§ **Exercise brief**: A verbatim copy of every record is needed.

§ **Data under study**:
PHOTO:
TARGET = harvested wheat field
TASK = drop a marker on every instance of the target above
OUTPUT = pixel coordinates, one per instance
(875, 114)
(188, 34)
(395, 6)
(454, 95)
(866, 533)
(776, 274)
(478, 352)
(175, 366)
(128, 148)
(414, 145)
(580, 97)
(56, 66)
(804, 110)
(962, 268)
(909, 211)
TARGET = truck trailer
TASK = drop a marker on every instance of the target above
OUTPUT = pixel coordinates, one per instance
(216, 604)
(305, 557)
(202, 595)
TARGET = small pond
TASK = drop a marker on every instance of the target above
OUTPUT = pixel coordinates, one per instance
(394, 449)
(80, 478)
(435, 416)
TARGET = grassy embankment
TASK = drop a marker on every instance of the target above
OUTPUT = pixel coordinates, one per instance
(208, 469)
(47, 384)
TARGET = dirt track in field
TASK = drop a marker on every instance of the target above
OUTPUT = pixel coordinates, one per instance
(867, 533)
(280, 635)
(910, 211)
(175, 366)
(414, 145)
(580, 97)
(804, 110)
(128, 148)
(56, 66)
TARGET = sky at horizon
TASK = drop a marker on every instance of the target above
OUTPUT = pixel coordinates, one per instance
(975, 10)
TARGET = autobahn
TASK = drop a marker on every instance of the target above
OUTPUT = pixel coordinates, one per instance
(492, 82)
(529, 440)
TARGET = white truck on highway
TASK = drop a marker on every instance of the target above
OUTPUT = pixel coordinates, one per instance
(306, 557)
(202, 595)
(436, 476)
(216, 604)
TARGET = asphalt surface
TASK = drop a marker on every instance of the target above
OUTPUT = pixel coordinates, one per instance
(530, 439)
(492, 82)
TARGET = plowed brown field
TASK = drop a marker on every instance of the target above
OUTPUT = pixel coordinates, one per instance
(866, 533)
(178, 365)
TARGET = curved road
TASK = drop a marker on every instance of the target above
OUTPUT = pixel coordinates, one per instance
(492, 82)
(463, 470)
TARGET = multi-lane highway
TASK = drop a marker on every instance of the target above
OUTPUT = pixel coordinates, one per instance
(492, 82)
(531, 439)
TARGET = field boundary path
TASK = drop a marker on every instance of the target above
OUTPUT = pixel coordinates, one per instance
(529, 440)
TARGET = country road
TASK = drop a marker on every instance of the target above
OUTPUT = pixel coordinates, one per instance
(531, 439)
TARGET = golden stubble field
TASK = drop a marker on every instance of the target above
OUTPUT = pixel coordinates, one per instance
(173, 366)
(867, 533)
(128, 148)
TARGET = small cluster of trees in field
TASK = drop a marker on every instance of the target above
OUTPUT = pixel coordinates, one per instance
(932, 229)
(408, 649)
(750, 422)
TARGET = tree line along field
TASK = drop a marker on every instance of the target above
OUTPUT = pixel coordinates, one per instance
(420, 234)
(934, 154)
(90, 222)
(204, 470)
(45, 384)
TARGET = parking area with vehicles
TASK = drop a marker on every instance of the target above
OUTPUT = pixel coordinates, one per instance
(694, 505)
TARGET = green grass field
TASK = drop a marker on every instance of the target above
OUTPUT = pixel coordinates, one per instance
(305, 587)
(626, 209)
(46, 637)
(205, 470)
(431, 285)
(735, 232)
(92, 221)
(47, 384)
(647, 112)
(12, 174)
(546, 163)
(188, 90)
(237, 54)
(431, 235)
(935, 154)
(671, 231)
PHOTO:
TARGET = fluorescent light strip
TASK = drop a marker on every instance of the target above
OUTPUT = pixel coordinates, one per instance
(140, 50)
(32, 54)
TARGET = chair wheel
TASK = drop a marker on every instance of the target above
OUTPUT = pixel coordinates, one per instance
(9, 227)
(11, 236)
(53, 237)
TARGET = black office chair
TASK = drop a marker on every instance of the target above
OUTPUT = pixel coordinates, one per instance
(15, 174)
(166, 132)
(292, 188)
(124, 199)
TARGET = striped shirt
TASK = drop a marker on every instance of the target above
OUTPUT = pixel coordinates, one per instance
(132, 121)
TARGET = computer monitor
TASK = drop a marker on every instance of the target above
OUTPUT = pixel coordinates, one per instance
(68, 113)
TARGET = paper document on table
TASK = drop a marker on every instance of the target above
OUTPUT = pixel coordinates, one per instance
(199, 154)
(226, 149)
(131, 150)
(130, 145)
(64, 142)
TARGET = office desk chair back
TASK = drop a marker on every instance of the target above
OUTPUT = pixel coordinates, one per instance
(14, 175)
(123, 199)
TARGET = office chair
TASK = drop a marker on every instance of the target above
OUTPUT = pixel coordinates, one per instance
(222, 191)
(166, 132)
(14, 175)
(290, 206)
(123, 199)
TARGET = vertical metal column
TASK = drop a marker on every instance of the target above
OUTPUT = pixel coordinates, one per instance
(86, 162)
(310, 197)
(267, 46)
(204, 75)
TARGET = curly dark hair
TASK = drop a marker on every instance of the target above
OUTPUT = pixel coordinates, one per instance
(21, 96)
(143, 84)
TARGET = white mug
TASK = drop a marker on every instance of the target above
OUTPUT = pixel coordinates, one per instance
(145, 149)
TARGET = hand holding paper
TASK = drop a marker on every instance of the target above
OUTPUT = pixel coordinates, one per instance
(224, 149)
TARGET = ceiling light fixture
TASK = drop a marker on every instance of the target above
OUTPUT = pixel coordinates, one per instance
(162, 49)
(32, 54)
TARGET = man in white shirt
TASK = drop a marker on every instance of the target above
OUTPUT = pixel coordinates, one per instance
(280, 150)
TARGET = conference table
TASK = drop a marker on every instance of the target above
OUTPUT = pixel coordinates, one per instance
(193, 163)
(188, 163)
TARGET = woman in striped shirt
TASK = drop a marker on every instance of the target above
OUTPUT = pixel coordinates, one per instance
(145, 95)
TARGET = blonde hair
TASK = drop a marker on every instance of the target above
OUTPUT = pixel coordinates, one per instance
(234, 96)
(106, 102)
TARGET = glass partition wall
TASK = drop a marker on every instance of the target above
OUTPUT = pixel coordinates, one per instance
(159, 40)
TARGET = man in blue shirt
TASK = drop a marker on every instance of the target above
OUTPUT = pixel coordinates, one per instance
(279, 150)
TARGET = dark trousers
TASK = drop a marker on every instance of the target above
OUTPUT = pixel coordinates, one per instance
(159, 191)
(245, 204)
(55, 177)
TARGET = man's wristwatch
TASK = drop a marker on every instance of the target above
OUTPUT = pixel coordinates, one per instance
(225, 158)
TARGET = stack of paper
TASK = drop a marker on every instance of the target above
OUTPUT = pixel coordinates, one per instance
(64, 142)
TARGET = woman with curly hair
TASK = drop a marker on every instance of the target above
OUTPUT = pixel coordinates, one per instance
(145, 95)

§ **Response for this exercise**:
PHOTO:
TARGET = harvested wheat field
TASK = drop a marker on every instance of the target above
OUTPUT = pixel coordinates, one per instance
(875, 114)
(188, 34)
(395, 6)
(454, 95)
(866, 533)
(776, 274)
(478, 352)
(175, 366)
(128, 148)
(414, 145)
(580, 97)
(56, 66)
(804, 110)
(962, 268)
(909, 211)
TARGET = truck trailer
TASK = drop a marker on every instance of the target above
OUTPUT = pixel coordinates, one per instance
(216, 604)
(305, 557)
(202, 595)
TARGET = small pond
TASK = drop a marker on every instance of the target above
OUTPUT = pixel coordinates, one per instance
(394, 449)
(80, 478)
(435, 416)
TARGET = grassy embankment
TASK = drop a marker on every instance of the target above
OUTPUT = pixel coordinates, one per instance
(208, 469)
(47, 384)
TARGET = dirt track in field
TASK = drop a marker on every instance of the target above
OUTPUT = pixel coordinates, one per instance
(867, 533)
(280, 635)
(910, 211)
(175, 366)
(414, 145)
(580, 97)
(804, 110)
(128, 148)
(56, 66)
TARGET = sky at horizon
TASK = drop a marker on every instance of the target above
OUTPUT = pixel coordinates, one per instance
(975, 10)
TARGET = autobahn
TASK = drop a marker on every instance of the target above
OUTPUT = pixel coordinates, one per instance
(492, 82)
(529, 440)
TARGET = white truck on highway
TASK = drop a marker on every instance of the target above
OUTPUT = pixel coordinates, one per instance
(306, 557)
(202, 595)
(436, 476)
(216, 604)
TARGET = asphalt surface
TASK = drop a marker on every instance of the target above
OUTPUT = pixel coordinates, one per instance
(530, 439)
(492, 82)
TARGET = plowed brown field
TASK = drop a marker on every instance of the target above
OUTPUT = pixel coordinates, one per instance
(866, 533)
(178, 365)
TARGET = curved road
TASK = drop a marker on every instance of the target above
OUTPUT = pixel coordinates, one per instance
(492, 82)
(463, 470)
TARGET = multi-lane highway
TASK = drop a marker on every instance of the target above
OUTPUT = pixel coordinates, one per instance
(492, 82)
(531, 439)
TARGET = field boundary path
TASK = drop a marker on every instance of the target above
OUTPUT = pixel coordinates, one per instance
(529, 440)
TARGET = country road
TASK = drop a marker on every instance of the target above
OUTPUT = pixel coordinates, one per instance
(531, 439)
TARGET = golden stubble field
TASK = drop a marker on every instance of the target above
OUTPUT = pixel coordinates, one per instance
(173, 366)
(867, 533)
(128, 148)
TARGET = small cluster of trees in field
TASK = drop a marker on every instance of the target above
OUTPUT = pixel coordinates, one per instance
(932, 229)
(408, 649)
(750, 422)
TARGET = tree line along field
TASK = drop a marker on every instance of the target above
OUTPUT = pixel coordinates, one per instance
(420, 234)
(934, 154)
(90, 222)
(204, 470)
(45, 384)
TARGET = parking area with vehicles
TASK = drop a marker on every instance of the target above
OUTPUT = pixel coordinates, one per instance
(694, 505)
TARGET = green grass field
TASK = drop a marker on every instance of the target above
OUTPUT = pixel coordinates, one per instance
(305, 587)
(626, 209)
(46, 637)
(205, 470)
(431, 285)
(735, 232)
(92, 221)
(47, 384)
(647, 112)
(12, 174)
(546, 163)
(188, 90)
(237, 54)
(431, 235)
(935, 154)
(671, 231)
PHOTO:
TARGET = fluorescent light strip
TASK = drop a marker on every instance of the target above
OUTPUT = pixel coordinates, one per instance
(140, 50)
(32, 54)
TARGET = chair wheel
TASK = drop a marker on every instance of the target above
OUTPUT = pixel coordinates, one per instance
(9, 227)
(11, 236)
(53, 237)
TARGET = black office chair
TASK = drop a marker on every instance of the target above
OUTPUT = pixel coordinates, one per instance
(15, 174)
(166, 132)
(292, 188)
(124, 199)
TARGET = striped shirt
TASK = drop a marker on every instance of the target above
OUTPUT = pixel coordinates, one per instance
(132, 121)
TARGET = computer monitor
TASK = drop a marker on every instance of the target above
OUTPUT = pixel coordinates, one per instance
(68, 113)
TARGET = paper document on table
TASK = drop a marker on every instance of the target above
OUTPUT = pixel coordinates, one per instance
(199, 154)
(226, 149)
(131, 150)
(130, 145)
(64, 142)
TARGET = office desk chair back
TASK = drop a marker on every instance of the target above
OUTPUT = pixel coordinates, one per instance
(14, 175)
(123, 199)
TARGET = office chair
TASK = drop a marker on every instance of the target above
OUTPUT = pixel coordinates, one per instance
(222, 191)
(166, 132)
(14, 175)
(290, 206)
(123, 199)
TARGET = vertical metal column
TASK = drop a marker on every instance of the target above
OUTPUT = pixel coordinates, one per instance
(86, 162)
(310, 197)
(267, 46)
(204, 75)
TARGET = curly dark hair
TASK = drop a marker on every instance of the target above
OUTPUT = pixel coordinates, one per instance
(21, 96)
(143, 84)
TARGET = white mug
TASK = drop a marker on every instance of the target above
OUTPUT = pixel coordinates, one per instance
(145, 149)
TARGET = hand holding paper
TASK = drop a marker on every instance of the target above
OUTPUT = pixel coordinates, one per instance
(224, 149)
TARGET = ceiling light fixture
TASK = drop a marker on every instance of the target above
OUTPUT = pixel coordinates, one per instance
(162, 49)
(32, 54)
TARGET = man in white shirt
TASK = drop a marker on every instance of the target above
OUTPUT = pixel coordinates, one per instance
(280, 150)
TARGET = conference table
TASK = drop a marker on every instance of the target above
OUTPUT = pixel coordinates, one per instance
(193, 163)
(188, 163)
TARGET = woman in striped shirt
TASK = drop a marker on every instance of the target above
OUTPUT = pixel coordinates, one per instance
(145, 95)
TARGET = blonde hair
TASK = drop a marker on every instance of the target above
OUTPUT = pixel coordinates, one per instance
(234, 96)
(106, 102)
TARGET = glass partition wall
TASK = drop a marker on every instance of the target above
OUTPUT = pixel coordinates, one per instance
(159, 40)
TARGET = man in blue shirt
TASK = drop a marker on every instance of the target above
OUTPUT = pixel coordinates, one per instance
(279, 150)
TARGET = dark trousers
TASK = drop a marker on every instance of the target above
OUTPUT = pixel coordinates, one per instance
(159, 191)
(245, 204)
(55, 177)
TARGET = man's wristwatch
TASK = drop a marker on every instance of the target above
OUTPUT = pixel coordinates, one per instance
(225, 158)
TARGET = stack of paper
TASK = drop a marker on every instance of the target above
OUTPUT = pixel coordinates, one per instance
(64, 142)
TARGET = woman with curly hair
TASK = drop a marker on every instance of the target above
OUTPUT = pixel coordinates, one per instance
(145, 95)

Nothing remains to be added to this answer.